- **TÂCHES**:
#1 Dressez la liste des nationalités des intervenants présentés dans l'extrait fourni.
#2 Reproduisez à l'identique le passage de l'extrait fourni qui débute aux mots « Abduk Amir al » et s'arrête après « forum a réunis. ».

- **EXTRAIT FOURNI**:
===
FSM 2004
Militarisation, guerre et paix
18/01/2004
- Opinión
Le 17 janvier, 18 heures : quatre membres de la délégation se
retrouvent sur le vaste espace extérieur, appelé Maidan, où
s'étaient rassemblés lors de la séance d'ouverture quelques milliers
de personnes. La nuit commence à tomber et la température se fait
plus clémente. Ce soir, l'auditoire est beaucoup plus réduit, voire
clairsemé, compte tenu de la dimension du lieu. Une fois passé le
temps des inévitables essais de la sono, les intervenants
apparaissent sur le très vaste podium, qui porte le nom d'un poète
indien, Faiz. Le programme, de nos voisins, car nous n'avons pu
accéder assez rapidement au stand de distribution de cette denrée
précieuse et rare, nous a déjà permis de nous informer de l'identité
des acteurs de l'événement : un Sud-africain, un Irakien, une
Vietnamienne, une Argentine, un Malaysien et un Coréen, auxquels est
venu s'ajouter un Palestinien ; les deux sexes et plusieurs
continents donc. Chacun parlera sa langue, ce qui signifie que les
langues autres que l'anglais seront traduites dans cette langue, et
que tous les exposés seront traduits en Hindi ; le temps de respirer
et d'échanger de premiers commentaires à voix basse.
Le sud-africain Dennis Brutus, militant des luttes contre
l'apartheid, et ancien détenu, fait office de président. Comme les
autres intervenants, c'est avec les mots de sa propre lutte,
derrière lesquels on reconnaît immédiatement la trajectoire de son
pays, qu'il aborde le thème de la conférence. La globalisation
néolibérale est le vecteur d'une mondialisation de l'apartheid,
devenu lui-même " global ". Exploitation et racisme sont les deux
faces de la même pièce, ou, si vous préférez du même billet, vert,
cela va sans dire.
Abduk Amir al Rekaby, intervenant irakien qui se réclame de la
" Coalition démocratique " (Democratic coalition), nous rappelle
qu'en Irak, la guerre n'a rien d'une abstraction puisqu'elle est
vécue au quotidien, ni d'une nouveauté car la société irakienne en
souffre depuis longtemps, tant dans la réalité nationale du pays que
dans les affrontements internationaux directs. Il en vient à douter
de la capacité du genre humain à s'organiser dans le respect mutuel
des individus et nations. L'histoire de l'Irak a fait la preuve, si
besoin était, que la dictature conduit au colonialisme, à la défaite
et à l'affaiblissement des capacités de résistance nationale. La
tâche à accomplir est immense et longue ; certes le fait du peuple
irakien, mais entre nos mains à nous tous que le forum a réunis.
===
- **DOCUMENTS SOURCES**:
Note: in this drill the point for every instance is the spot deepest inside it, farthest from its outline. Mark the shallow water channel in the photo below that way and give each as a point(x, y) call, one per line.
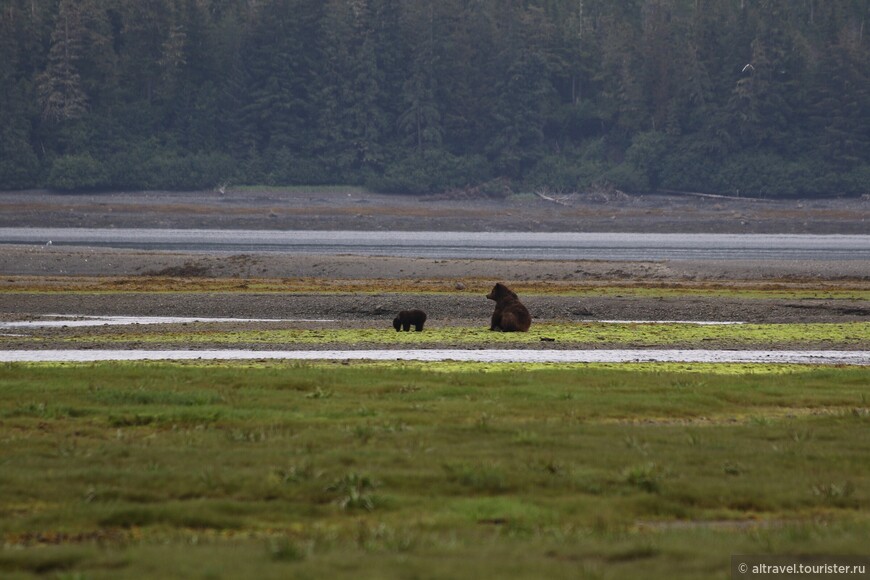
point(432, 355)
===
- **LES RÉPONSES**:
#1 un Sud-africain, un Irakien, une Vietnamienne, une Argentine, un Malaysien, un Coréen, un Palestinien

#2
Abduk Amir al Rekaby, intervenant irakien qui se réclame de la
" Coalition démocratique " (Democratic coalition), nous rappelle
qu'en Irak, la guerre n'a rien d'une abstraction puisqu'elle est
vécue au quotidien, ni d'une nouveauté car la société irakienne en
souffre depuis longtemps, tant dans la réalité nationale du pays que
dans les affrontements internationaux directs. Il en vient à douter
de la capacité du genre humain à s'organiser dans le respect mutuel
des individus et nations. L'histoire de l'Irak a fait la preuve, si
besoin était, que la dictature conduit au colonialisme, à la défaite
et à l'affaiblissement des capacités de résistance nationale. La
tâche à accomplir est immense et longue ; certes le fait du peuple
irakien, mais entre nos mains à nous tous que le forum a réunis.